* _Exercise goal_: From the company representations and warranties excerpt, explain in one to three sentences why the representations it makes to each Buyer can be limited by the Disclosure Schedules.

REPRESENTATIONS AND WARRANTIES OF THE COMPANY .
Except
as set forth under the corresponding section of the Disclosure
Schedules which Disclosure Schedules shall be deemed a part
hereof and to qualify any representation or warranty otherwise
made herein to the extent of such disclosure, the Company
hereby makes the representations and warranties set forth
below to each Buyer:
(a)
Subsidiaries . All of the direct and indirect
subsidiaries of the Company are set forth on Schedule 3(a)
. The Company owns, directly or indirectly, all of the
capital stock or other equity interests of each subsidiary free and
clear of any liens, and all the issued and outstanding shares of
capital stock of each subsidiary are validly issued and are fully
paid, non-assessable and free of preemptive and similar rights to
subscribe for or purchase securities.
(b)
Organization and Qualification . The Company and
its subsidiaries are corporations duly organized, validly existing
and in good standing under the laws of the jurisdiction in which
they are incorporated, and have the requisite corporate power to
own their properties and to carry on their business as now being
conducted. Each of the Company and its subsidiaries is
duly qualified as a foreign corporation to do business and is in
good standing in every jurisdiction in which the nature of the
business conducted by it makes such qualification necessary, except
to the extent that the failure to be so qualified or be in good
standing would not have or reasonably be expected to result in (i)
a material adverse effect on the legality, validity or
enforceability of any Transaction Document, (ii) a material adverse
effect on the results of operations, assets, business or condition
(financial or otherwise) of the Company and the subsidiaries, taken
as a whole, or (iii) a material adverse effect on the
Company’s ability to perform in any material respect on a
timely basis its obligations under any Transaction Document (any of
(i), (ii) or (iii), a “ Material Adverse
Effect ”) and no proceeding has been instituted in any
such jurisdiction revoking, limiting or curtailing or seeking to
revoke, limit or curtail such power and authority or
qualification.
(c)

* _Data lines_:
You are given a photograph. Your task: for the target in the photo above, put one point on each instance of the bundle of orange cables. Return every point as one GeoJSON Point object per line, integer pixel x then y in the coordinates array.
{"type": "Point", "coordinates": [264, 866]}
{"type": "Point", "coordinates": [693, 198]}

* _Written response_: The Disclosure Schedules are deemed a part of the agreement and qualify any representation or warranty made in it to the extent of what they disclose. So the Company makes its representations to each Buyer except as set forth under the corresponding section of those schedules.